C++ Design Question (long)
John A. King
This may be a foolish question, but there might be some ideas out here I
haven't thought of...
Here's the situation:
Class definitions:
CDataItem
{
};
CMyDataItem:public CDataItem
{
};
CYourDataItem:public CDataItem
{
};
CDataHandler
{
public:
virtual void op(CDataItem &rItem);
};
CMyDataHandler:public CDataHandler
{
public:
void op(CMyDataItem &rItem);
};
CYourDataHandler:public CDataHandler
{
public:
void op(CYourDataItem &rItem);
};
CProcess
{
public:
BOOL proc(CMyDataItem &rItem);
BOOL proc(CYourDataItem &rItem);
};
Ok, here's what I'd like to do:
Implementations:
CMyDataHandler::op(CMyDataItem &rItem)
{
CDataHandler::op(&rItem);
}
CDataHandler::op(CDataItem &rItem)
{
CProcess procNew;
procNew.proc(rItem);
}
This doesn't work as written, because the CMyDataItem object is cast to a
CDataItem object when I pass it to the CDataHandler::op() call. Is there a
way around this without resorting to run-time checking? If I define the
CDataHandler::op() as a pure virtual, the code in each sub-class has the same
calling conventions, but different parameters, which presents a problem, in
that roughly the same code is in a dozen places.
Any ideas on getting around this problem would be appreciated.
Thanks,
John
Dhananjay Nene
How about the following
1. All the Handler op() s have the same signature
class *Handler{ //just used a wildcard for all your handler classes
..
virtual void op (CDataItem& rItem);
..

▸ RAW DATA:
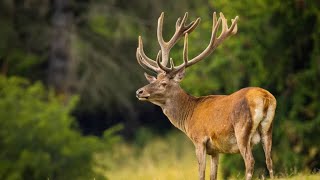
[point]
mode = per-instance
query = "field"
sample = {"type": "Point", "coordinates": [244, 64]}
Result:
{"type": "Point", "coordinates": [166, 158]}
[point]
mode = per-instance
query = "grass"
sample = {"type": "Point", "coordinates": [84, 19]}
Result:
{"type": "Point", "coordinates": [167, 158]}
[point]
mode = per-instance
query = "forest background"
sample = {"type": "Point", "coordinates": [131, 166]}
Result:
{"type": "Point", "coordinates": [68, 79]}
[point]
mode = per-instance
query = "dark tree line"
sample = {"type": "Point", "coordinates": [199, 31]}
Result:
{"type": "Point", "coordinates": [88, 48]}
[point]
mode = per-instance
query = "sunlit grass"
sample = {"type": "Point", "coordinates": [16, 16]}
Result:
{"type": "Point", "coordinates": [168, 158]}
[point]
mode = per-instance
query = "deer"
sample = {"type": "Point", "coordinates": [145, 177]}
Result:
{"type": "Point", "coordinates": [215, 123]}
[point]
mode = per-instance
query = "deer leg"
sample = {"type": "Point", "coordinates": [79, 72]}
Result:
{"type": "Point", "coordinates": [243, 141]}
{"type": "Point", "coordinates": [267, 144]}
{"type": "Point", "coordinates": [266, 137]}
{"type": "Point", "coordinates": [214, 166]}
{"type": "Point", "coordinates": [201, 157]}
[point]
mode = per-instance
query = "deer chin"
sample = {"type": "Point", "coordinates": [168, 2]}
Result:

▸ AIM: Can you extend the forum thread on the C++ data-handler design, the one above the records, starting from its last line?

▸ THE ANSWER:
};
2. Declare a class which will implicitly do all the downcasting for you
class DataVisitor
{
public :
virtual Void Visit(CMyDataItem& rItem) { _myPtr = &rItem;}
virtual Void Visit(CYourDataItem& rItem) { _yourPtr = &rItem;}
void getPointer(CMyDataItem*& myPtr) { myPtr = _myPtr; }
void getPointer(CYourDataItem*& myPtr) { yourPtr = _yourPtr; }
private :
CMyDataItem* _myPtr; // initialise to 0 in the constructor
CYourDataItem* _yourPtr;// initialise to 0 in the constructor
};
3. Add the following methods to your DataItem classes
e.g. for the CMyDataItem class
void CMyDataItem::Visit(DataVisitor& dv)
{
dv.Visit(*this);
}
CMyDataItem* CMyDataItem::downcast(CDataItem& rItem) // this is a STATIC operation
{
CMyDataItem* rItemPtr;
DataVisitor dv;
rItem.Visit(dv);
dv.getPointer(rItemPtr);
return rItemPtr;
}
4. Your Handlers could now do the downcasting
CMyDataHandler::op(CDataItem& rItem)
{
CProcess procNew;
CMyDataItem* myPtr = CMyDataItem::downcast(rItem);
if ( myPtr )
{
procNew.proc(*myPtr);
}
}
This solution (as is obvious) is based on the Visitor pattern. It is also very similar to and based upon
a solution that Robert Martin posted on the net some time back (had something to do with Fruit and Apples)
The overhead that you will need to incur is that whenever you do add/remove new types of DataItems (e.g.
CTheirDataItem) you will need to add/remove
1. Pointer Attribute in the DataVisitor class i.e. CTheirDataItem* _theirPtr;
2. Visit operation in the DataVisitor class i.e. DataVisitor::Visit(CTheirDataItem&)
3. getPointer operation in the DataVisitor class i.e. DataVisitor::getPointer(CTheirDataItem*&)
Also each such data item will need to have two operations defined for it
i.e.
CTheirDataItem::downcast() and CTheirDataItem::Visit()
Some of these will lend themselves to easy "templatization" e.g. the DataHandlers
Note that to make matters explicit I called the operation "downcast()", though there is no explicit
downcasting involved.
Any comments / suggestions are most welcome
Dhananjay
------------------------------------------------------------
Dhananjay Nene | I speak for myself and not
dhananj...@att.com | necessarily for my employer
------------------------------------------------------------
Olaf Kock
jk...@interaccess.com wrote
> This may be a foolish question, but there might be some ideas out here I
> haven't thought of...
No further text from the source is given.